Data under study Block Start

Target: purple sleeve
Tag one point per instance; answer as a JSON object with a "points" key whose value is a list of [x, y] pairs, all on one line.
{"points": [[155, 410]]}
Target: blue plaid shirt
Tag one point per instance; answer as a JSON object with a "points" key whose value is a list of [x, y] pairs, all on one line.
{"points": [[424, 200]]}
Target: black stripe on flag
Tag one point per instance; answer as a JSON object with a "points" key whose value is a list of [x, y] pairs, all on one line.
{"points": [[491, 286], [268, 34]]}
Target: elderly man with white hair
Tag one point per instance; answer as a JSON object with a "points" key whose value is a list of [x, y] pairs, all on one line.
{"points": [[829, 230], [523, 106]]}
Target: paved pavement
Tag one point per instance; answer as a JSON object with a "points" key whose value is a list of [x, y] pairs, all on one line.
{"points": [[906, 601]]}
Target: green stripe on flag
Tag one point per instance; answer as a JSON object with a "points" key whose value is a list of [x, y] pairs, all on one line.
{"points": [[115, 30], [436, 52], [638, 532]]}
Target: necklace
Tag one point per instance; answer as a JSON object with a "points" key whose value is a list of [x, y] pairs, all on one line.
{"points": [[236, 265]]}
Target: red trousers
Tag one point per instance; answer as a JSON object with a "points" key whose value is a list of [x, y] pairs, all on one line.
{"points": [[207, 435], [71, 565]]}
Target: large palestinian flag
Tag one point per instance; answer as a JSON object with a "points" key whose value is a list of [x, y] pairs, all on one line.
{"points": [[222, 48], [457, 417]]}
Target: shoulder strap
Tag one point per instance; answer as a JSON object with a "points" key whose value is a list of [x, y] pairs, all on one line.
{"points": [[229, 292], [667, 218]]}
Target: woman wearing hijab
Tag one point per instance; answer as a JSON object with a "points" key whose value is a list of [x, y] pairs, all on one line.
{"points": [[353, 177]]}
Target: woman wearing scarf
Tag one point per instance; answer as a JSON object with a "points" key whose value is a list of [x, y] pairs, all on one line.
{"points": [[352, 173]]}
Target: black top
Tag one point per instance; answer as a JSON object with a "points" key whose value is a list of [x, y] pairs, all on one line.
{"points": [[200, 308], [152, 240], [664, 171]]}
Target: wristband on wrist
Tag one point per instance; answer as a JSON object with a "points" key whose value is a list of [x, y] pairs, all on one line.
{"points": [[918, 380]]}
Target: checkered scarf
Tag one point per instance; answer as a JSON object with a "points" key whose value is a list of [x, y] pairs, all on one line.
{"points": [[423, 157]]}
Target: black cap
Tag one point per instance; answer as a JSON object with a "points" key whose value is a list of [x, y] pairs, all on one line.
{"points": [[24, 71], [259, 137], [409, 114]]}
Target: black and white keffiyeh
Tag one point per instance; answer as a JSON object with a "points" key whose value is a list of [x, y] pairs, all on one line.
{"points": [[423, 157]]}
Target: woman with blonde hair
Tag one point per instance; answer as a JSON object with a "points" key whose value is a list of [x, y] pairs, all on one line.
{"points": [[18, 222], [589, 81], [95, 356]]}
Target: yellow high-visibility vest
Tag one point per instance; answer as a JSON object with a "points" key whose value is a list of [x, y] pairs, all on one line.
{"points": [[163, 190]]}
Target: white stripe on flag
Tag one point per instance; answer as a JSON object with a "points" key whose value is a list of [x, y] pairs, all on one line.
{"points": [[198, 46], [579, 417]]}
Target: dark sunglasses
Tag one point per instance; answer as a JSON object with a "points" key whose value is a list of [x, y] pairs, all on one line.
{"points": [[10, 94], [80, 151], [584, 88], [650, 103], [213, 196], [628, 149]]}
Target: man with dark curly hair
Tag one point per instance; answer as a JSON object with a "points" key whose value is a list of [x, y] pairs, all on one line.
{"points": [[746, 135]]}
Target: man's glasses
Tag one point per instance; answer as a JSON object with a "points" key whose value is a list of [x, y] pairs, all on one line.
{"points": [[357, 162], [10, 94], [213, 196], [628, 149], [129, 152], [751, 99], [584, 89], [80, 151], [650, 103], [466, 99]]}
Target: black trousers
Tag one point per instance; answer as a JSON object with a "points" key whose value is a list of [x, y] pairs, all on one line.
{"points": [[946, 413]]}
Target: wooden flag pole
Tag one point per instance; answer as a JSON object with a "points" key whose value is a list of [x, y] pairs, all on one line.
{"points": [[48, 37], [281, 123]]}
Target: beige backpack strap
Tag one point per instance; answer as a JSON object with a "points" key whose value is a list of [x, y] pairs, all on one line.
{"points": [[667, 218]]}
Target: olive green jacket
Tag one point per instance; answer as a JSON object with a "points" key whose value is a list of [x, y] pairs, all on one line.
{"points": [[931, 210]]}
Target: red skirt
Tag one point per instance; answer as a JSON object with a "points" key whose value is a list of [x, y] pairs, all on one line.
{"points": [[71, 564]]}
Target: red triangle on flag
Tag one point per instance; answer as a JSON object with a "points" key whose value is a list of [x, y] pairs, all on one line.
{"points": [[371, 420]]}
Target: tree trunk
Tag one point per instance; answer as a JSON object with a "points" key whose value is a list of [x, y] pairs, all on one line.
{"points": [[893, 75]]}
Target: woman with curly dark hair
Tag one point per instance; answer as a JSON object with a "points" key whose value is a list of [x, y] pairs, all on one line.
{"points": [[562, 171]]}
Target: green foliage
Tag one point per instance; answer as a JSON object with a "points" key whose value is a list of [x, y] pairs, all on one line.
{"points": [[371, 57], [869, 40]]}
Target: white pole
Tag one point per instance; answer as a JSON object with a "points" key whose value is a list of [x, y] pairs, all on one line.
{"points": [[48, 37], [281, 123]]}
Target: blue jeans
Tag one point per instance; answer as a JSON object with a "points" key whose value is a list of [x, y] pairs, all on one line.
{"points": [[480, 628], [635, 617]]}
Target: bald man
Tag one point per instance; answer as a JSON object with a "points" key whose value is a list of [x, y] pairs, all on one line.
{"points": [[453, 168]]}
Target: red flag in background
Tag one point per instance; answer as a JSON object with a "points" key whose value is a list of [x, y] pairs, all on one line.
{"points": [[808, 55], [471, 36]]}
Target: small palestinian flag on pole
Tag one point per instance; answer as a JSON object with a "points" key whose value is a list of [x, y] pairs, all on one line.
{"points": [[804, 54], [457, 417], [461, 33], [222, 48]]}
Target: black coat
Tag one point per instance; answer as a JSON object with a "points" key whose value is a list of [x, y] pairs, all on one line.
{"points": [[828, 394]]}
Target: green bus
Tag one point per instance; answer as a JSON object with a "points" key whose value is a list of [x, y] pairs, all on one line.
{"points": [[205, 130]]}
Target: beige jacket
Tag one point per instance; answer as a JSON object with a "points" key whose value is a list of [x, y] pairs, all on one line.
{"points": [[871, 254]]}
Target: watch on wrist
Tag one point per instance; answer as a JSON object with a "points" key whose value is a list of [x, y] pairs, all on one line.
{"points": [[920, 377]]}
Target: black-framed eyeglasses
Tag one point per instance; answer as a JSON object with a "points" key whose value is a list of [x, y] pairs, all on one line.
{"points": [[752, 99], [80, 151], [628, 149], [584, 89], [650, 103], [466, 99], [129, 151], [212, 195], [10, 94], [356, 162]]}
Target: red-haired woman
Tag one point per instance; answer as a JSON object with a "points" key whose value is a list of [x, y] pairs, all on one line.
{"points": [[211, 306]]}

Data under study Block End

What the task requires =>
Each record must be repeated exactly as it appears above.

Solved problem =>
Target: purple sleeve
Tag one point per instance; answer as a JSON object with a "points" key whose value is a list of [x, y] pairs, all on one line.
{"points": [[155, 410]]}
Target: blue plaid shirt
Tag one point per instance; answer as a JSON object with a "points" key whose value is a list of [x, y] pairs, all on one line.
{"points": [[424, 200]]}
Target: black stripe on flag
Tag one point per instance; answer as a JSON object with a "points" key whose value is a list of [x, y] pairs, all on one line.
{"points": [[491, 286], [268, 34]]}
Target: elderly man with white hair
Tag one point per instance; answer as a JSON object with a "points" key whose value is a list of [x, y] pairs, all on one line.
{"points": [[829, 230], [523, 106]]}
Target: paved pavement
Tag one point per instance; answer as a JSON object with a "points" key whose value is a list of [x, y] pairs, all on one line.
{"points": [[906, 601]]}
Target: green stripe on flag
Tag one point per instance; answer as a JSON object with a "points" key whose value is a list of [x, y] pairs, all on one line.
{"points": [[115, 30], [436, 52], [638, 532]]}
Target: necklace
Tag one point per instance; answer as a JSON object with a "points" key whose value is a list of [x, y] pairs, all on one line.
{"points": [[236, 265]]}
Target: red trousers
Tag one point per instance; answer as a JSON object with a "points" key whose value is a list of [x, y] pairs, all on one line.
{"points": [[207, 435], [71, 565]]}
Target: large palestinian flag
Tag one point per instance; answer as a JSON object with a "points" key whose value is a list of [x, y] pairs, all on one line.
{"points": [[222, 48], [457, 417]]}
Target: shoulder strap
Tag one point per instance; answer as a JSON object with a "points" key whose value is a list of [x, y] pairs, all on one line.
{"points": [[229, 292], [667, 218]]}
Target: woman wearing hijab
Tag one point per instance; answer as a JSON object with a "points" key whose value is a list of [x, y] pairs, all on one line.
{"points": [[353, 177]]}
Target: woman wearing scarf
Tag one point per instance; answer as a JSON object with a "points" key whose value is a list of [x, y] pairs, all on one line.
{"points": [[352, 173]]}
Target: black top
Tag one point per instance; answer as a JSON object with a "points" key whose value is a list of [x, y] pairs, all on one line.
{"points": [[200, 308], [152, 240], [664, 171]]}
Target: wristband on wrist
Tag one point per instance; answer as a JSON object with a "points" key whose value is a list of [x, y] pairs, all on one line.
{"points": [[918, 380]]}
Target: checkered scarf
Tag one point per instance; answer as a JSON object with a "points" key whose value is a list of [x, y] pairs, all on one line.
{"points": [[423, 157]]}
Target: black cap
Tag one point per instance; answer as a JSON object with a "points" key whose value is a list of [x, y] pairs, all on one line.
{"points": [[24, 71], [259, 137], [409, 114]]}
Target: black and white keffiyeh
Tag one point per instance; answer as a JSON object with a "points" key whose value is a list of [x, y] pairs, all on one line.
{"points": [[423, 157]]}
Target: woman with blonde hair
Tag one point per instance; answer as a JSON object with a "points" key whose value is a list of [x, y] pairs, all on one line.
{"points": [[18, 222], [589, 81], [95, 356]]}
Target: yellow high-visibility vest
Tag one point per instance; answer as a JSON object with a "points" key whose value is a list of [x, y] pairs, all on one line.
{"points": [[163, 190]]}
Target: white stripe on flag
Tag one point per instance; answer as a JSON object with a "points" key whose value is a list of [x, y] pairs, all on one line.
{"points": [[198, 46], [579, 417]]}
Target: dark sunglasses
Tag one point per instance; answer as a JSON object with a "points" key whose value is a list of [x, y] pairs, all on one line.
{"points": [[10, 94], [80, 151], [584, 88], [650, 103], [213, 196], [628, 149]]}
Target: man with dark curly hair
Tag one point per instance; answer as a JSON object with a "points" key whose value is a list of [x, y] pairs, all on one line.
{"points": [[746, 135]]}
Target: man's glasses
Tag one point per instance; answer as a JSON object with a "points" key whose value is a list of [x, y] pairs, all on one line.
{"points": [[357, 162], [10, 94], [213, 196], [628, 149], [129, 152], [751, 99], [584, 89], [80, 151], [650, 103], [466, 99]]}
Target: black trousers
Tag one point per instance; answer as a JSON object with a "points" key whose value is a list of [x, y] pairs, all on one line.
{"points": [[946, 413]]}
Target: wooden flag pole
Tag one point per instance; answer as a JSON object with a "points" key whose value is a list of [x, y] pairs, all on one line.
{"points": [[48, 37], [281, 123]]}
Target: beige backpack strap
Tag one point per instance; answer as a JSON object with a "points" key whose value is a list of [x, y] pairs, all on one line.
{"points": [[667, 218]]}
Target: olive green jacket
Tag one point per instance; answer as a JSON object with a "points" key whose value is a list of [x, y] pairs, all on one line.
{"points": [[931, 210]]}
Target: red skirt
Tag one point per instance; answer as a JSON object with a "points" key whose value is a list of [x, y] pairs, all on one line.
{"points": [[71, 564]]}
Target: red triangle on flag
Tag one point per instance; answer as a JSON object with a "points" key whose value is a list of [x, y] pairs, all on one line.
{"points": [[371, 420]]}
Target: tree trunk
Tag one point per instance; answer as a JSON object with a "points" key whose value is a list of [x, y] pairs, all on one line.
{"points": [[893, 75]]}
Target: woman with curly dark hair
Tag one point per instance; answer as a JSON object with a "points" key whose value is a list of [x, y] pairs, all on one line.
{"points": [[562, 171]]}
Target: green foliage
Tag one point per instance; answer as a JSON object with a "points" key whose value is a list of [x, y] pairs, all on one line.
{"points": [[371, 57], [869, 40]]}
Target: white pole
Tag one point per instance; answer as a JSON object with a "points" key whose value is a list of [x, y] pairs, all on one line.
{"points": [[48, 37], [281, 123]]}
Target: blue jeans
Tag one point per instance; answer as a JSON object with a "points" key whose value is a list of [x, y] pairs, all on one line.
{"points": [[480, 628], [635, 617]]}
Target: bald man
Tag one point per instance; answer as a JSON object with a "points" key whose value is a list of [x, y] pairs, all on one line.
{"points": [[453, 168]]}
Target: red flag in background
Tag one point per instance; answer as a JSON object with a "points" key whose value is a list of [x, y] pairs, all on one line.
{"points": [[808, 55], [471, 36]]}
Target: small palestinian flag on pole
Tag one point per instance; answer as a JSON object with a "points" key whose value is a list of [x, y] pairs, all on one line.
{"points": [[804, 54], [457, 417], [461, 33], [222, 48]]}
Target: black coat
Tag one point per instance; answer as a JSON object with a "points" key whose value is a list of [x, y] pairs, all on one line.
{"points": [[828, 394]]}
Target: green bus
Tag one point per instance; answer as a JSON object with a "points" key whose value is a list of [x, y] pairs, all on one line.
{"points": [[205, 130]]}
Target: beige jacket
Tag one point per instance; answer as a JSON object with a "points" key whose value is a list of [x, y] pairs, all on one line.
{"points": [[871, 254]]}
Target: watch on wrist
Tag one point per instance; answer as a JSON object with a "points" key whose value is a list of [x, y] pairs, all on one line.
{"points": [[920, 377]]}
Target: black-framed eyeglasses
Tag one point per instance; answer as a JSON object with a "points" key whose value is a list of [x, y] pairs, all on one line.
{"points": [[752, 99], [80, 151], [628, 149], [584, 89], [650, 103], [466, 99], [129, 151], [212, 195], [10, 94], [356, 162]]}
Target: red-haired woman
Tag one point per instance; answer as a JSON object with a "points" key whose value is a list of [x, y] pairs, all on one line.
{"points": [[211, 306]]}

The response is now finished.